Reproduce the listing from the line containing "the stretcher frame." through the end of the listing, renaming "stretcher frame" as "gurney frame" and leaving everything else unchanged.

☆ ☆ ☆ ☆

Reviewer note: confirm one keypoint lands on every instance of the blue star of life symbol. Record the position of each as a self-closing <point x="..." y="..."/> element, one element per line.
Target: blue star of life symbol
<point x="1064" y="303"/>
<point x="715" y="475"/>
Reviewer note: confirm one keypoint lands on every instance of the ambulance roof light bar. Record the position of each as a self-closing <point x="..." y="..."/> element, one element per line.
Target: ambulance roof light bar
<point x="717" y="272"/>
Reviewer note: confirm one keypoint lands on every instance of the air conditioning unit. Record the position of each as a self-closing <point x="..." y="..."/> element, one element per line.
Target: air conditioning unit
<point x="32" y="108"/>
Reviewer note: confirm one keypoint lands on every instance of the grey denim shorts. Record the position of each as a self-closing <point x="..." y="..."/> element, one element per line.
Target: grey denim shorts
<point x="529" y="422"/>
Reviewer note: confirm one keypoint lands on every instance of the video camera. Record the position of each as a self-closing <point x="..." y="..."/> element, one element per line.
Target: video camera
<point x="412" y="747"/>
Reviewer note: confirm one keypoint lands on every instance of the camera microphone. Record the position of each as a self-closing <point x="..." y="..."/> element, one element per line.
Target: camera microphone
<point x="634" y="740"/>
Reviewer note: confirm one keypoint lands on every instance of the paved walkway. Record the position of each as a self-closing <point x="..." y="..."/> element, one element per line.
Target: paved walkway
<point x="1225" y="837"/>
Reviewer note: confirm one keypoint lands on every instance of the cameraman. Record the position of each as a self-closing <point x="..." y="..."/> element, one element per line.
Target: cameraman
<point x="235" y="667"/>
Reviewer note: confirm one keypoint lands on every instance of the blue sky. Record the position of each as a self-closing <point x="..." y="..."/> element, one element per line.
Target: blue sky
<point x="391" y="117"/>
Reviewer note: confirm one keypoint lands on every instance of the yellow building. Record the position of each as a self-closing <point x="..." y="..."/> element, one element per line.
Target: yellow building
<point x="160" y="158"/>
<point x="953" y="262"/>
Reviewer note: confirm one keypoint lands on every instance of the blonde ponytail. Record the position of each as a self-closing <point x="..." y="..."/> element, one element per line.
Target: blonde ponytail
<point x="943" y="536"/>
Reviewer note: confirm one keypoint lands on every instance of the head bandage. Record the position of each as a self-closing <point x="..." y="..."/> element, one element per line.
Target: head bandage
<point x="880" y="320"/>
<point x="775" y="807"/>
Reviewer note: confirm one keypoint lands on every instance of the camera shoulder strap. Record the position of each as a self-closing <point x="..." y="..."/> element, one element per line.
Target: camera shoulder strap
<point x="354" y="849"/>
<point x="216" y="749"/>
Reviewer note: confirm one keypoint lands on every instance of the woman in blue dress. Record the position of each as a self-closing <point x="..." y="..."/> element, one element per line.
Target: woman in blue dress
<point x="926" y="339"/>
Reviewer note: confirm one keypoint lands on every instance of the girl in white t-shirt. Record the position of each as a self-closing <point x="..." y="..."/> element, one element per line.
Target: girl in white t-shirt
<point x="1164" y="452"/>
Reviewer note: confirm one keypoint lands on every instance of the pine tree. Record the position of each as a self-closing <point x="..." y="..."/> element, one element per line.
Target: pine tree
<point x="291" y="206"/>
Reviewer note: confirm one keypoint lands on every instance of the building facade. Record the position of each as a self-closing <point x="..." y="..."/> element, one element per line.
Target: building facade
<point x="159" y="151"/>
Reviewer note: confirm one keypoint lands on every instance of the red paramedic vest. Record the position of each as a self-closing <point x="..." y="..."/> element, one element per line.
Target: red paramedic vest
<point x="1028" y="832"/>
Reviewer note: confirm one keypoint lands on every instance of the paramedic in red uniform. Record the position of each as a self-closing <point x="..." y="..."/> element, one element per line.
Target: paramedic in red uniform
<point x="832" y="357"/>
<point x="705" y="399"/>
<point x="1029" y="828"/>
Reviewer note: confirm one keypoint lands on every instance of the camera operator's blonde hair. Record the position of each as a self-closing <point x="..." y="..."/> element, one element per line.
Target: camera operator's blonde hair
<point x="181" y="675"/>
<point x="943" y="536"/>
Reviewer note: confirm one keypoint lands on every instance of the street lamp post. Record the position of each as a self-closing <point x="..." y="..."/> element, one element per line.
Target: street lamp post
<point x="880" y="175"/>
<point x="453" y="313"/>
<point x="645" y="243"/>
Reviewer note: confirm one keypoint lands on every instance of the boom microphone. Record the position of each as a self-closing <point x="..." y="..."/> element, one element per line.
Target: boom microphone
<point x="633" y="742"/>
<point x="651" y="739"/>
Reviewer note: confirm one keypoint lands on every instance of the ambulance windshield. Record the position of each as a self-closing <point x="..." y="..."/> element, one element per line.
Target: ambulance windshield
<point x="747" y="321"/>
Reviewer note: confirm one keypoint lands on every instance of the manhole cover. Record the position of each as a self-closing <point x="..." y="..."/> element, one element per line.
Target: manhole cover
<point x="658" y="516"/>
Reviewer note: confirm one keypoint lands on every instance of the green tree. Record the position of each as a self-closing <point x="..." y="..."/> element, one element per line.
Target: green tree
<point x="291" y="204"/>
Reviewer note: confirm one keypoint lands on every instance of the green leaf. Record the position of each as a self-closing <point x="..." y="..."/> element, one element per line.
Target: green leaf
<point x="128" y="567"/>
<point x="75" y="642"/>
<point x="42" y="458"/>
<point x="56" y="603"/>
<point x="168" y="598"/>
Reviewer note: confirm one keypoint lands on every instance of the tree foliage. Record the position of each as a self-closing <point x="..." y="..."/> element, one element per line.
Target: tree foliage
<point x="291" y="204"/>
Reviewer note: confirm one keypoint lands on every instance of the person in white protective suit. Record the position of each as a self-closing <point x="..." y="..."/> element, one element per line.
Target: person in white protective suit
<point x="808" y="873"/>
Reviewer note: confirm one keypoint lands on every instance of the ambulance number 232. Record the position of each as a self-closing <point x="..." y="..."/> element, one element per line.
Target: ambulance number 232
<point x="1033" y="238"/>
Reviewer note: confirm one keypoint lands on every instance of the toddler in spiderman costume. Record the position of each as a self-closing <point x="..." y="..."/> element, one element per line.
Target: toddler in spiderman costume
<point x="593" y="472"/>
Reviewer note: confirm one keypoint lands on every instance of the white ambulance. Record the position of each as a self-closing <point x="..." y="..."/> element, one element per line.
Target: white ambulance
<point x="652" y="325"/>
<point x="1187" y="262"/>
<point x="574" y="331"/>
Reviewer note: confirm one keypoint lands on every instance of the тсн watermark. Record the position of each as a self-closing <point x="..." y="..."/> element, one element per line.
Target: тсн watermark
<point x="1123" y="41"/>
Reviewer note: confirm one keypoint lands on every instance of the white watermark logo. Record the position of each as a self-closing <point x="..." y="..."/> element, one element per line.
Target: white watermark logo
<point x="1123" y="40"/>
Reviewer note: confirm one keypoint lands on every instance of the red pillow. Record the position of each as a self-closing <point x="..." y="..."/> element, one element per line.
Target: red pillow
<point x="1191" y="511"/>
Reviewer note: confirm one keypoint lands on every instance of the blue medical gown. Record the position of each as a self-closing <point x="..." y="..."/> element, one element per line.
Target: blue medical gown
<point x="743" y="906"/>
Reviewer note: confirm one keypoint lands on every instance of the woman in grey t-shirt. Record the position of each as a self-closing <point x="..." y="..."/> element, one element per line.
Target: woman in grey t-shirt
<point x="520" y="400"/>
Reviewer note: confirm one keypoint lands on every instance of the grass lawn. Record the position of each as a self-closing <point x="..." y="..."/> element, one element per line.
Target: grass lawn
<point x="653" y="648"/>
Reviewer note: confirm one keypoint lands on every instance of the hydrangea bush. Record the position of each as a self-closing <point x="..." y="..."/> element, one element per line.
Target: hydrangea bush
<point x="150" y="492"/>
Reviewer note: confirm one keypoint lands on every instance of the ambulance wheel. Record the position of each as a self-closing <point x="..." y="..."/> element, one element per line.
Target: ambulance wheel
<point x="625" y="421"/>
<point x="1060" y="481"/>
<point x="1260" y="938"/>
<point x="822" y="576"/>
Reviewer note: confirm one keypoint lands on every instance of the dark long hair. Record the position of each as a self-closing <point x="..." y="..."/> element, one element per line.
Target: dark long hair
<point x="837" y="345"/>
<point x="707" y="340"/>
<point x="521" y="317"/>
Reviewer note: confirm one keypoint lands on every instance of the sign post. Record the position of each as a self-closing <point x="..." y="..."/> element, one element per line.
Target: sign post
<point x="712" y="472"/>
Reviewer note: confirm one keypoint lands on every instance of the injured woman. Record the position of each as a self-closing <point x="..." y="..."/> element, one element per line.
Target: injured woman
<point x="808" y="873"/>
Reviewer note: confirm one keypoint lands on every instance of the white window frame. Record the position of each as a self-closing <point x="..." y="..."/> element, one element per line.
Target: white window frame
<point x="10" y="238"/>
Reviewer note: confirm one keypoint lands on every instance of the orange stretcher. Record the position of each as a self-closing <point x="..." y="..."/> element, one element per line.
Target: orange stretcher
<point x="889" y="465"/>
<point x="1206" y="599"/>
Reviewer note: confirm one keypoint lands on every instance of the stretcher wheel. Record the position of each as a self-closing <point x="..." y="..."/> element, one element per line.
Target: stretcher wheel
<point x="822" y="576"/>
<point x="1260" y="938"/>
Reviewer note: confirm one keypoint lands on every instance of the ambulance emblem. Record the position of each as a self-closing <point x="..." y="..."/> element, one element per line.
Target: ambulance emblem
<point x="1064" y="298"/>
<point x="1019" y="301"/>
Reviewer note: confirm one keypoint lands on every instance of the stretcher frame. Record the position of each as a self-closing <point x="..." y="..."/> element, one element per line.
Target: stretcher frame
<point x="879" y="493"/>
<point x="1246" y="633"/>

☆ ☆ ☆ ☆

**REPLY**
Reviewer note: confirm one keypoint lands on every instance of the gurney frame. Record the position of each as a self-closing <point x="..." y="..."/> element, one element per line.
Target: gurney frame
<point x="879" y="493"/>
<point x="1246" y="633"/>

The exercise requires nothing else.